Części ćwiczenia -
(a) Powiel fragment artykułu o wyroku dla emerytki, zaczynając od słów "Pisała, że Putin" i kończąc na słowach "Putina odręczną notatkę.".
(b) Odpowiedz na podstawie artykułu o wyroku dla emerytki na poniższe pytania.
(i) Na którym cmentarzu kobieta zostawiła notatkę?
(ii) Jakiej kary początkowo zażądał dla oskarżonej prokurator?
(iii) W którym miesiącu kobieta poszła na cmentarz?
(c) Kontynuuj artykuł o wyroku dla emerytki, zaczynając po jego ostatnim zdaniu.

Tekst do przeczytania -
Rosja: Emerytka zostawiła notatkę na grobie rodziców Putina. Sąd ją skazał
Sąd w Petersburgu ogłosił wyrok - dwa lata w zawieszeniu - wobec emerytki Iriny Cybaniewej. Kobieta została uznana za winną "zbezczeszczenia miejsca pochówku" rodziców Władimira Putina. Chodzi o notatkę, którą kobieta zostawiła w zeszłym roku na jednym z grobów cmentarza Serafimowskiego w Rosji.
W czwartek sąd w Petersburgu zgłosił wyrok - dwa lata więzienia w zawieszeniu dla 60-letniej Iriny Cybaniewej. Początkowo prokurator zażądał dla oskarżonej kary trzech lat w zawieszeniu. Rosyjskie media donosiły, że groziło jej do pięciu lat.
Pisała, że Putin to "potwór i zabójca". Zapadł wyrok na emerytkę
Kobieta w październiku zeszłego roku poszła na rosyjski cmentarz Serafimowski. Miała zostawić na grobie rodziców Władimira Putina odręczną notatkę.
ZOBACZ: Zabójstwo Władlena Tatarskiego. Putin przyznał blogerowi Order Odwagi
Na kartce napisała, żeby matka i ojciec "zabrali do siebie" prezydenta Rosji, bo "z jego powodu jest tyle bólu i nieszczęść, a cały świat modli się o jego śmierć". Dodała, że "wychowali potwora i zabójcę".

Dane do analizy -
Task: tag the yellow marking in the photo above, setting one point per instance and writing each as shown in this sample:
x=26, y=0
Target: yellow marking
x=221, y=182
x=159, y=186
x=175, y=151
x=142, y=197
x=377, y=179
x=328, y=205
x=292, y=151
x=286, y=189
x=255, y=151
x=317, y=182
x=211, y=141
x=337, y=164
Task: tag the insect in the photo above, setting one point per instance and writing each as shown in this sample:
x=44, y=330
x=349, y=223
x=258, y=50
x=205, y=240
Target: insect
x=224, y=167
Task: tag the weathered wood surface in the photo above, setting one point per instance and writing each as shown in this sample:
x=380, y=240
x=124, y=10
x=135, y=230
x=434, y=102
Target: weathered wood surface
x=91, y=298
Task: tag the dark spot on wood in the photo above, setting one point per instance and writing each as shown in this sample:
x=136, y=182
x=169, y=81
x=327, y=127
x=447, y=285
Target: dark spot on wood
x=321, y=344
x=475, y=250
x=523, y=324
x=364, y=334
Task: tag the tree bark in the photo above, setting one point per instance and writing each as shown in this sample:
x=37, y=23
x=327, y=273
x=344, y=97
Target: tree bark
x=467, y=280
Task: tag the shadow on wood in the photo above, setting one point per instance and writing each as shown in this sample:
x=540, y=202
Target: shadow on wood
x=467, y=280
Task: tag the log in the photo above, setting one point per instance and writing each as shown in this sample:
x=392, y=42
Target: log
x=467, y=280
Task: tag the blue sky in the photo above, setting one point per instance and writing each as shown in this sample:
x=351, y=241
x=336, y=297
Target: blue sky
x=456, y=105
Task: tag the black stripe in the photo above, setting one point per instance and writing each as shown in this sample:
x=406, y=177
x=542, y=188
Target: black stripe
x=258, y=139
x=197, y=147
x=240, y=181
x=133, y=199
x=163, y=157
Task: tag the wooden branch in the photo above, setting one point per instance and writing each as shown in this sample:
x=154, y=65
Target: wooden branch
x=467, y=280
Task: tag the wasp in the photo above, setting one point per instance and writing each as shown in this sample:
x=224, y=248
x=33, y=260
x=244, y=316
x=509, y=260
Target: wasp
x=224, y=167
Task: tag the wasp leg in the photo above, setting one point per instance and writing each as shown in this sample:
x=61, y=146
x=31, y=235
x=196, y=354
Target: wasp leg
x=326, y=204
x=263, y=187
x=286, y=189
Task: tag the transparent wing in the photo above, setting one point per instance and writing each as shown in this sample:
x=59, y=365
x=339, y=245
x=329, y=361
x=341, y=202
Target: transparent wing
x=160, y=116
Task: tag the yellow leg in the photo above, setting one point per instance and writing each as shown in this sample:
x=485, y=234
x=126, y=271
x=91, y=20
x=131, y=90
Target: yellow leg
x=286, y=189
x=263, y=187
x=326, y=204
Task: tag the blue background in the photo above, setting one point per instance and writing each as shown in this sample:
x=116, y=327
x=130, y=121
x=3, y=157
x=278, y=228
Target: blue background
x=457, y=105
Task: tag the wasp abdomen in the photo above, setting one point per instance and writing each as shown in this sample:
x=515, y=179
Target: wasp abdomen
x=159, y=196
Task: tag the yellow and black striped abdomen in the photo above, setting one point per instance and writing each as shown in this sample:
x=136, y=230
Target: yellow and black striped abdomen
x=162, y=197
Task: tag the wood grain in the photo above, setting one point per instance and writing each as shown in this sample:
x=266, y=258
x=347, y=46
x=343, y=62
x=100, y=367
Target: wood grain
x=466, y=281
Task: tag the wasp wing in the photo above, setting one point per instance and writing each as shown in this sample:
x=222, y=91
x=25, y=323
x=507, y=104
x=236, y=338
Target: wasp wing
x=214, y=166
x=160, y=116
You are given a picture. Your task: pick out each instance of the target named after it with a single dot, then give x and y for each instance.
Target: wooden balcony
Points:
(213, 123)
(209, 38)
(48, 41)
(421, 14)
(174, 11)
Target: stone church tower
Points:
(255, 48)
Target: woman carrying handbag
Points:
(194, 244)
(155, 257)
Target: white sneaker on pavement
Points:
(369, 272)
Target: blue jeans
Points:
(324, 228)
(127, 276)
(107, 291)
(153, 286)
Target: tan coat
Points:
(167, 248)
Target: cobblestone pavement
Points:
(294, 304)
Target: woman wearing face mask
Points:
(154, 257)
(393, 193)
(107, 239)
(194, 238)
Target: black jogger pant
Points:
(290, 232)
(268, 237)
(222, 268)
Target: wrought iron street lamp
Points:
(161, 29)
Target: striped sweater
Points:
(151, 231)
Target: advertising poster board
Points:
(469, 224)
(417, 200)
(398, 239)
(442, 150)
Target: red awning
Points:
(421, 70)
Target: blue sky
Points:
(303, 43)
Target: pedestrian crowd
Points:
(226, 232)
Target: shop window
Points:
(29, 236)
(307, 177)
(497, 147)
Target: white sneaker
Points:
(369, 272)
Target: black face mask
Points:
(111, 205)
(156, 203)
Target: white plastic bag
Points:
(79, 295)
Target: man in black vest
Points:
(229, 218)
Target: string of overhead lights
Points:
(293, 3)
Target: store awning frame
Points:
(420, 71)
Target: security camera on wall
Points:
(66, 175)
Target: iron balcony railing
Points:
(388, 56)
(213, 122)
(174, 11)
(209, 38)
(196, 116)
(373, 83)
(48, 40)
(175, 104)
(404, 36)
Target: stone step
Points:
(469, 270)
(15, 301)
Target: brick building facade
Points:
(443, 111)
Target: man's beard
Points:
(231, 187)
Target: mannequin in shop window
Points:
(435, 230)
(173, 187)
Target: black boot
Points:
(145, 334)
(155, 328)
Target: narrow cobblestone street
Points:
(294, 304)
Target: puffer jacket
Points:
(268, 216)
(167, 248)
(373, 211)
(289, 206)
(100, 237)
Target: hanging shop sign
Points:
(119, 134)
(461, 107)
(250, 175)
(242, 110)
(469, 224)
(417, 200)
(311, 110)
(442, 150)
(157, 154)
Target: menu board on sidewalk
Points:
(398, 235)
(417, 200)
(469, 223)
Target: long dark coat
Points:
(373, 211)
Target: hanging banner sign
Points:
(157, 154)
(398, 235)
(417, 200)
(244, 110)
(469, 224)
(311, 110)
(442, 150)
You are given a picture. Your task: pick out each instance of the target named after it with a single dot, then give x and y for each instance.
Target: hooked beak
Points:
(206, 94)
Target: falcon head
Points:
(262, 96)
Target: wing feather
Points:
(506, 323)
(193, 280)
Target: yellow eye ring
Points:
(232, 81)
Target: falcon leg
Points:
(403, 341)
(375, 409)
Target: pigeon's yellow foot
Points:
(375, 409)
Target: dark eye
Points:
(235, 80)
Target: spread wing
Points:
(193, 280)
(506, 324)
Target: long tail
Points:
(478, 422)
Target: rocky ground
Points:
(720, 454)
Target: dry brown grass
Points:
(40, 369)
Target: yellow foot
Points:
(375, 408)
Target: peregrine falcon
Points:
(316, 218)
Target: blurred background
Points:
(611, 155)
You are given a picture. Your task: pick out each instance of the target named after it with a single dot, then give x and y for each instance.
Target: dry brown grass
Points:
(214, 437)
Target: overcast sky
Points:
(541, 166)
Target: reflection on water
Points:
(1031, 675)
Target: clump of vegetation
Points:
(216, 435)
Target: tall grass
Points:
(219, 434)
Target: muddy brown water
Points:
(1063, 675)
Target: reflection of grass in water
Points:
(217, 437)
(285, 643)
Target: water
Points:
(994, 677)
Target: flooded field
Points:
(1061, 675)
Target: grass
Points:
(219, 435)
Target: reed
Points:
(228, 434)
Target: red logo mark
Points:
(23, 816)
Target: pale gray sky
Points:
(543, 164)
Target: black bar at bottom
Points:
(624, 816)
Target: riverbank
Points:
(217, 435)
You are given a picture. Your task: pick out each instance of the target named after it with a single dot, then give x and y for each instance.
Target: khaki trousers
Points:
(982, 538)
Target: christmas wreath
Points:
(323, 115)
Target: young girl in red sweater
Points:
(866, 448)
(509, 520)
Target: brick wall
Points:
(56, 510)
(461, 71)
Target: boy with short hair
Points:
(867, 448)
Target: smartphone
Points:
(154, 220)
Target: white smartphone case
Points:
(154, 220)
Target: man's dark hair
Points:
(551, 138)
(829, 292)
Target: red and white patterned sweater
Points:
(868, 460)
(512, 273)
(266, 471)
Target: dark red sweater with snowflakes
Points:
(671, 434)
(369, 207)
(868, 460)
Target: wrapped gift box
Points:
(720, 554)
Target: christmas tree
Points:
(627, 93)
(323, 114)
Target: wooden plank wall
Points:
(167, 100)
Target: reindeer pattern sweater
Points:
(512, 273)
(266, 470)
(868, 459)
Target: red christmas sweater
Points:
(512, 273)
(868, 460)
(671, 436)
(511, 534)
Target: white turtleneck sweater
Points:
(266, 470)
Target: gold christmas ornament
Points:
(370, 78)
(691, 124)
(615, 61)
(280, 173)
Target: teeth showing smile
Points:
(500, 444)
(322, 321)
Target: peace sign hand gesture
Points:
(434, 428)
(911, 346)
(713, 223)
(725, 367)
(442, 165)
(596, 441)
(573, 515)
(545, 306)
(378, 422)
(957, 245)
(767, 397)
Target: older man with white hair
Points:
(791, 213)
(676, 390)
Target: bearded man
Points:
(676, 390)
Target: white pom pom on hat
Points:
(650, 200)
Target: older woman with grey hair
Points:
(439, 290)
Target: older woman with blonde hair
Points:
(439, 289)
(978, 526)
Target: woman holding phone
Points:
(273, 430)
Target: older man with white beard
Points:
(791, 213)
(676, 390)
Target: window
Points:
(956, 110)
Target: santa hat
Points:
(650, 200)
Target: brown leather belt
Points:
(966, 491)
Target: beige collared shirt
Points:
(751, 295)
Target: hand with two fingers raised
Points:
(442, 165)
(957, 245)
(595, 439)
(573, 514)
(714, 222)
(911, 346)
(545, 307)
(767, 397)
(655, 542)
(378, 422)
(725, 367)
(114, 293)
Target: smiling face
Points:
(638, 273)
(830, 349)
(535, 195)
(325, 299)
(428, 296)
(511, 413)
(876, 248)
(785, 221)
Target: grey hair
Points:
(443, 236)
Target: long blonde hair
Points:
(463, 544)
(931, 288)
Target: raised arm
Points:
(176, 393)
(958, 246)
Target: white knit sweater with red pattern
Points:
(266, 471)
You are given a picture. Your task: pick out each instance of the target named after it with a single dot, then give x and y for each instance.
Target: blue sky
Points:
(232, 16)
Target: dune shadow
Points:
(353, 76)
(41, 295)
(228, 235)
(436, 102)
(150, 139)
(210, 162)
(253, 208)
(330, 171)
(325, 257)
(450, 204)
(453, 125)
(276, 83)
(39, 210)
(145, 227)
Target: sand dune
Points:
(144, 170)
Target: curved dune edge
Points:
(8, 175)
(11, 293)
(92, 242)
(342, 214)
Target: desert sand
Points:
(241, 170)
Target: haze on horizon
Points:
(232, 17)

Odpowiedzi do zadań -
(a)
Pisała, że Putin to "potwór i zabójca". Zapadł wyrok na emerytkę
Kobieta w październiku zeszłego roku poszła na rosyjski cmentarz Serafimowski. Miała zostawić na grobie rodziców Władimira Putina odręczną notatkę.

(b)
(i) Na cmentarzu Serafimowskim.
(ii) Trzech lat w zawieszeniu.
(iii) W październiku.

(c)
60-latka przyznała się do winy. Nie sądzi jednak, że powinna odpowiadać za swój czyn przed sądem.
Emerytka trafiła do aresztu domowego. Zakazano jej rozmów i korzystania z sieci
Kobieta była przerażona, gdy dowiedziała się z telewizji, że służby poszukują osoby, która zostawiła notatkę na grobie rodziców Putina. Śledczy dotarli do niej dzięki odciskom DNA, zostawionymi na kartce.
Rosyjski portal Meduza podał, że sąd w zeszłym roku umieścił kobietę w areszcie domowym. Miała zakaz wychodzenia i rozmowy z kimkolwiek na temat swojej sprawy. Nie mogła również korzystać z telefonu i internetu.
"Nie wiedziałem, co robię. Napisałam notatkę ze strachu" - tłumaczyła przed sądem, cytowana przez rosyjskie opozycyjne media MediaZona. Dodała, że miała poczucie, że przez to, co zrobiła, "może wybuchnąć wojna nuklearna".